#### Aim
Copy only what runs from the line containing "surface above? Mark it with a dot." to the last line, both included, keeping it exact and omitting pictures.

#### Given entries
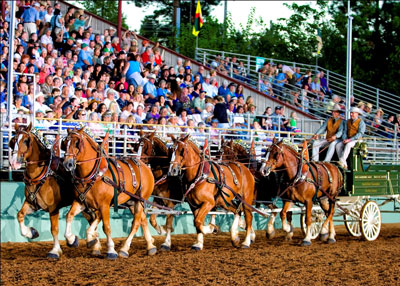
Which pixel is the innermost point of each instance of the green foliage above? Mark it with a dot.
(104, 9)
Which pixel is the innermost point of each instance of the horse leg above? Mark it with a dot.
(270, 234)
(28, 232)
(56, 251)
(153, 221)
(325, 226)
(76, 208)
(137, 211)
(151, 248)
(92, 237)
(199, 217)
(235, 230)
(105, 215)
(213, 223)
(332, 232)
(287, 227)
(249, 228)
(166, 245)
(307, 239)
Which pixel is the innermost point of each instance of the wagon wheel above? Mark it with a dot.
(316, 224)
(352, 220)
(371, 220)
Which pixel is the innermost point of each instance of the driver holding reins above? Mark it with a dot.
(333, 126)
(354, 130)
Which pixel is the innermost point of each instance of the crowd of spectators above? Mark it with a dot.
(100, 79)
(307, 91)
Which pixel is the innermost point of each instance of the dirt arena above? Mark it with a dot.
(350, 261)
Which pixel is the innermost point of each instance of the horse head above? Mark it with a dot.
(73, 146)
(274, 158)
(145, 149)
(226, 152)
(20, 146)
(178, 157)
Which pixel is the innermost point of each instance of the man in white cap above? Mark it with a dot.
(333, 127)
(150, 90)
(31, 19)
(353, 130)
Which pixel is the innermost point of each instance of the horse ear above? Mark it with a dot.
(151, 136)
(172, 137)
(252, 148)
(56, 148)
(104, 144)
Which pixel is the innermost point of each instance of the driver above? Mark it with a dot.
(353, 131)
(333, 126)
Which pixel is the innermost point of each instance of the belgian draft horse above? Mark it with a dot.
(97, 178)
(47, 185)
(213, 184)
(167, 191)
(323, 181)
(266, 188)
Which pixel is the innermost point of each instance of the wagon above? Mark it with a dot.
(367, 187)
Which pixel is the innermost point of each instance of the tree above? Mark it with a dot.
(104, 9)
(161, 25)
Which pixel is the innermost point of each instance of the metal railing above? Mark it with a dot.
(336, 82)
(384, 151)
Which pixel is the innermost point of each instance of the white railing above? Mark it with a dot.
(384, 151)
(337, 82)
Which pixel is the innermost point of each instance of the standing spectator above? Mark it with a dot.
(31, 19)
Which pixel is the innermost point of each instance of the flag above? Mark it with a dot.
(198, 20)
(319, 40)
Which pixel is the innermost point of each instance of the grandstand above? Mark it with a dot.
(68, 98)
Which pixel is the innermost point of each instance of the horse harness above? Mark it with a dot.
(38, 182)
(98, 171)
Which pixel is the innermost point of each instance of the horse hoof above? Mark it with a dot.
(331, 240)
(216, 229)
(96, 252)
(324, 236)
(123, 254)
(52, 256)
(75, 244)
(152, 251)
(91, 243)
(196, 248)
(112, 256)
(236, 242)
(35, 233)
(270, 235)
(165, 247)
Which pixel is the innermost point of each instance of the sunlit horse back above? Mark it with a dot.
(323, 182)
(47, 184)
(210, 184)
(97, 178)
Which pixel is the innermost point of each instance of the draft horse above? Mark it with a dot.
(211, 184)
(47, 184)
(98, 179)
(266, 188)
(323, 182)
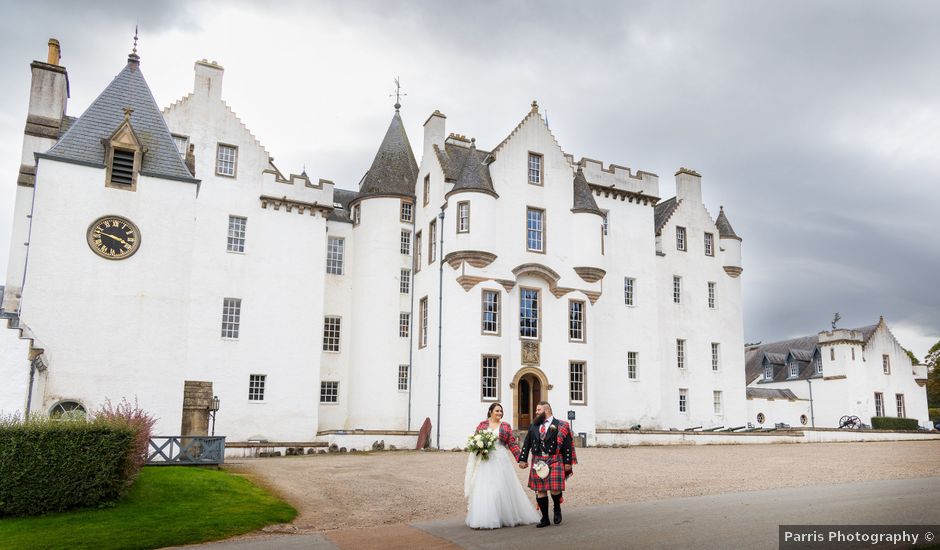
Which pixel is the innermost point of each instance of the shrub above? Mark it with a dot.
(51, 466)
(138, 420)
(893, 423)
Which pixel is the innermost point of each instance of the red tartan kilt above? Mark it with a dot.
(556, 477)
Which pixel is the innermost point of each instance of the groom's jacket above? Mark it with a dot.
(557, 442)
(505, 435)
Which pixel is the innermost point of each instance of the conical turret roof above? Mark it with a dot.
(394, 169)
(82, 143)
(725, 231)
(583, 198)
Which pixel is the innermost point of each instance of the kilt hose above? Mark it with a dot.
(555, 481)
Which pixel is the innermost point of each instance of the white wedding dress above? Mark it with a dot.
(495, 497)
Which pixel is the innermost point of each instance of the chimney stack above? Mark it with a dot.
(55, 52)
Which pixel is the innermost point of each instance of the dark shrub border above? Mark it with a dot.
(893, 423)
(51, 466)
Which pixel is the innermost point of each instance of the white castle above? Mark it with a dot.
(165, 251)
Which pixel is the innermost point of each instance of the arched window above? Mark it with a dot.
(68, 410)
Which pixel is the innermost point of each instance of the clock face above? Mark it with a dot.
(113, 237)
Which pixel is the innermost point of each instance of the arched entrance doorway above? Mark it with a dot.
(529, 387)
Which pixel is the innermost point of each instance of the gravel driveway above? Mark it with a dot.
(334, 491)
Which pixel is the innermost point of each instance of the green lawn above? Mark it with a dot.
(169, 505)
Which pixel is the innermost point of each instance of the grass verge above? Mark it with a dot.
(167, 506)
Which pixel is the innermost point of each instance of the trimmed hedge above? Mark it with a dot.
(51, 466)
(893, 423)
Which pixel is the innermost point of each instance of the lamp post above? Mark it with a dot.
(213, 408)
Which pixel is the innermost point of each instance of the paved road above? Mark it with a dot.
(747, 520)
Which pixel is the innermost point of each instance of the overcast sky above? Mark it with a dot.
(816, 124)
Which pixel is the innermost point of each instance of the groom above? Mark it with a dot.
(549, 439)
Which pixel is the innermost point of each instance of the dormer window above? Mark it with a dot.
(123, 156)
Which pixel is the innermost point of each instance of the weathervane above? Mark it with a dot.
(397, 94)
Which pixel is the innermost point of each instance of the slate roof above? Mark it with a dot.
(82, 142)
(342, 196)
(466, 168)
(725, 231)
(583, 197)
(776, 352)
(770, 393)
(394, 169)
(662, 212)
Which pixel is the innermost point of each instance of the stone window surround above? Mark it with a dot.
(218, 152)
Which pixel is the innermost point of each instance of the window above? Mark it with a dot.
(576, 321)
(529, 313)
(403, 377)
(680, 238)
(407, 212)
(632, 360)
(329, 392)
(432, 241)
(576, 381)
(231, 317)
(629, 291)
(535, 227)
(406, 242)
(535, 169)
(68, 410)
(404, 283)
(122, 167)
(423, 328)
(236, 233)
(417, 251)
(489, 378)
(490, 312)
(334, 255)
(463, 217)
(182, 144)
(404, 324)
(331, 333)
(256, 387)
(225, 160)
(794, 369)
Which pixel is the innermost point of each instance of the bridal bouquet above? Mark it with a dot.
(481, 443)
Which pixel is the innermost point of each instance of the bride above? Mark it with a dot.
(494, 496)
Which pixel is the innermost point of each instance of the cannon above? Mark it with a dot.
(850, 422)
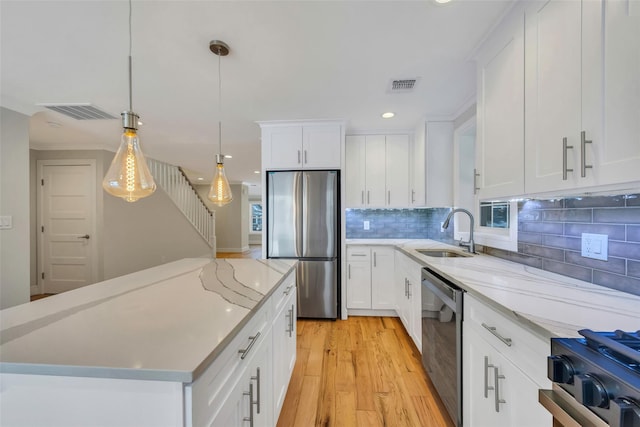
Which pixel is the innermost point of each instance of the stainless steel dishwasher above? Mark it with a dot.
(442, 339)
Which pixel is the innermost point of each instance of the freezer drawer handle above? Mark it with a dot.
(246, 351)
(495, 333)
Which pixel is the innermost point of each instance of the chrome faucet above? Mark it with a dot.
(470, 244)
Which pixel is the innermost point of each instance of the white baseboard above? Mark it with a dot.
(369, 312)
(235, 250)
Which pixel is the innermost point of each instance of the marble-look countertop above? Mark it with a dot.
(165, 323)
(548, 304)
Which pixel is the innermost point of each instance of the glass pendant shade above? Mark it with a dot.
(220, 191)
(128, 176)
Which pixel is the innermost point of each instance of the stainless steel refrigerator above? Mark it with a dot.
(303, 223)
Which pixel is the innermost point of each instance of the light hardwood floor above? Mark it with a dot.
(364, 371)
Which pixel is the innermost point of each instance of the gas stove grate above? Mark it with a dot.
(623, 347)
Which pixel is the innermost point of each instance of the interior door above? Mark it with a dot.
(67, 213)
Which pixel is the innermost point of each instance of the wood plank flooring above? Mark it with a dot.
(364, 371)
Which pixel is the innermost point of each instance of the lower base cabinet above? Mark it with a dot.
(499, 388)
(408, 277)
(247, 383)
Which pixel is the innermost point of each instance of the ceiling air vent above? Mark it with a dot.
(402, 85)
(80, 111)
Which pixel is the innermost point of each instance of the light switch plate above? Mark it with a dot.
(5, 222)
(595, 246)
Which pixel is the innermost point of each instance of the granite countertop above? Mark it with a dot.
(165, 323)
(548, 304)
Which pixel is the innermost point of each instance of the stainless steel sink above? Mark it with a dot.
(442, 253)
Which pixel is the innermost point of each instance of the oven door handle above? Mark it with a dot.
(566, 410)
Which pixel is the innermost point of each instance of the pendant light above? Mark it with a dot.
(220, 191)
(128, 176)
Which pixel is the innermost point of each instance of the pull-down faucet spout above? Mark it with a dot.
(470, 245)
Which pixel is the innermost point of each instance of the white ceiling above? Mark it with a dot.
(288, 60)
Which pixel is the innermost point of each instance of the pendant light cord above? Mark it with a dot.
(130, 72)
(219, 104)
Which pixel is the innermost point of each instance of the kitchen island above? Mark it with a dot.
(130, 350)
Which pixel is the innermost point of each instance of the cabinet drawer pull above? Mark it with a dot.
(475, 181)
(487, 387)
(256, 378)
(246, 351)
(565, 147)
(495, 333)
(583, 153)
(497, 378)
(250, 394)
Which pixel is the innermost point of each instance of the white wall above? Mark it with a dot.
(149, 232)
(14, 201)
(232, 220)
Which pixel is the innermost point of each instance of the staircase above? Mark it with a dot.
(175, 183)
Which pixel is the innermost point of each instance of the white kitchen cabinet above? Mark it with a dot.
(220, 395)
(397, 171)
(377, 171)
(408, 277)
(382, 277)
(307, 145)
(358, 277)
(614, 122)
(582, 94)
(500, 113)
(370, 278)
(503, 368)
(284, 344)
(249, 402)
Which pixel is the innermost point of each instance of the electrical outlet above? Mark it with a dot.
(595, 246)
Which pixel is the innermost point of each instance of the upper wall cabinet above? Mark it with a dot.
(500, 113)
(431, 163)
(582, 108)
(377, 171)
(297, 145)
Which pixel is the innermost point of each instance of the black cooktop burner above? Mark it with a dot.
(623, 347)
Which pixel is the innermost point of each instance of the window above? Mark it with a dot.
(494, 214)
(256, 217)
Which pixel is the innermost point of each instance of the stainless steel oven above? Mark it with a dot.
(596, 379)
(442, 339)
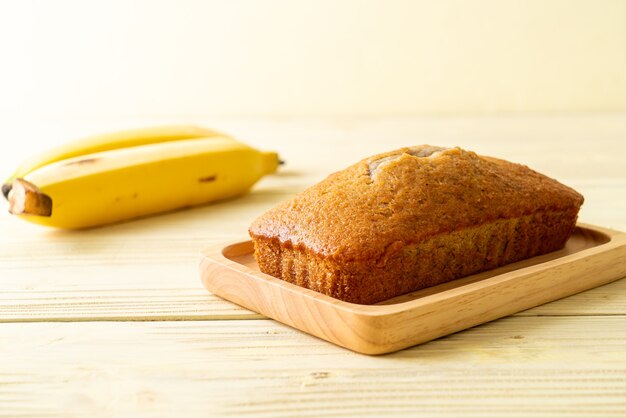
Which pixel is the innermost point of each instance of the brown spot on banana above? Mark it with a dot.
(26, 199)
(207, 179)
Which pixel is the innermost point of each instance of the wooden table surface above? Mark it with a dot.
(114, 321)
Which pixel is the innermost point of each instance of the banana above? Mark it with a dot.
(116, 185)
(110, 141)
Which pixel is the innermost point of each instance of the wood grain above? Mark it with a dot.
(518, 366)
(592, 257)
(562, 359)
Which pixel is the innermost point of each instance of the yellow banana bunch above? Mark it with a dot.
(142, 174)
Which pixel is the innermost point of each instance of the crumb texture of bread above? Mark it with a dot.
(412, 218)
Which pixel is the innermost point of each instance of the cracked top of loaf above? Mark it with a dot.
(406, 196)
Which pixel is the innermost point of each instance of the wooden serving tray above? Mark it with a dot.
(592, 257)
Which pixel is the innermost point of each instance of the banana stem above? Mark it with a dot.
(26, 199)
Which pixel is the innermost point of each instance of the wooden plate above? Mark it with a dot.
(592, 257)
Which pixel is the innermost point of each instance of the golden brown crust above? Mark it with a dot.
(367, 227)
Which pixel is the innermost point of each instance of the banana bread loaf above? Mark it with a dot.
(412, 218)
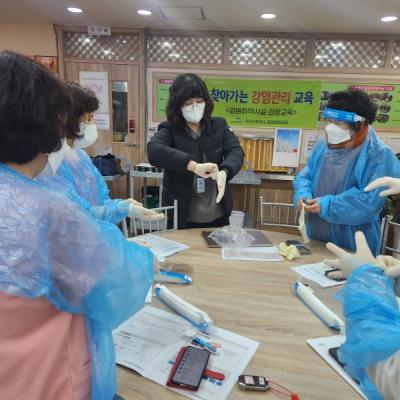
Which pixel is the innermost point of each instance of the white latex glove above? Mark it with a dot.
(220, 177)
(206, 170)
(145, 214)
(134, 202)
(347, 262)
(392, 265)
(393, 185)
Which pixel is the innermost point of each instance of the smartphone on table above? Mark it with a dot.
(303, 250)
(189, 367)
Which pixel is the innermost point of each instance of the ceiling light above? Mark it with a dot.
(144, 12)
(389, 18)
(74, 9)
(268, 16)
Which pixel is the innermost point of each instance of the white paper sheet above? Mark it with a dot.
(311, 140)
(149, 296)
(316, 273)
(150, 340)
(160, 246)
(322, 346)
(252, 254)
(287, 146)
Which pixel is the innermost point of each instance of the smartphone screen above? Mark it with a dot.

#### Solved exercise
Which pixel is the innermost point of each instance of the wooden table surface above? Mark it with a dot.
(114, 321)
Which pixel is the innermost point of each instance of the banana above? Mark it with a dot.
(116, 185)
(110, 141)
Which pixel is the innermost point of each instance of the wood grain above? Mark it with a dot.
(518, 366)
(592, 257)
(562, 359)
Which pixel is the innermost point of each instance of the yellow banana bunch above? Mark it with a dot.
(142, 174)
Which pixel is the innermost point of each instance of the crumb texture of bread above? Mark it with a dot.
(412, 218)
Which pixel is the innermost point of each instance of the cracked top of loaf above? Mark it with a dot.
(406, 196)
Which pixel is the innermost point of each instance of the wooden serving tray above? Mark it with a dot.
(592, 257)
Which pixel is the innermost point of each instance of the banana stem above? Mark it with a dot.
(26, 199)
Which pixel is the innermost point of each instance of the wooden plate above? Mark it with a dot.
(592, 257)
Which pixel is the innermost point of each instance of the golden brown crust above? Mark it with a dot.
(367, 227)
Which pixel is the innermost point of each instance of the banana bread loaf above? Mark it with a dot.
(412, 218)
Which pixel is the innermost point of each instance of the white latex glove above? Mark it with a dot.
(220, 177)
(206, 170)
(145, 214)
(134, 202)
(347, 262)
(392, 265)
(393, 185)
Which pixel is the innermost point of each instance of the smartphone on table above? Mark it with a dot.
(303, 250)
(189, 367)
Which pixel is the innermost point of each instance of the ceiling light above? Mark it with a dot.
(144, 12)
(389, 18)
(74, 9)
(268, 16)
Which pixel is the innermost point of each instance of the white paper sheet above? Mark it with a dot.
(311, 140)
(149, 296)
(316, 273)
(150, 340)
(160, 246)
(322, 346)
(252, 254)
(287, 146)
Which pixel is the innermost point of each instance of the smartphone screen above? Mark it with a dot.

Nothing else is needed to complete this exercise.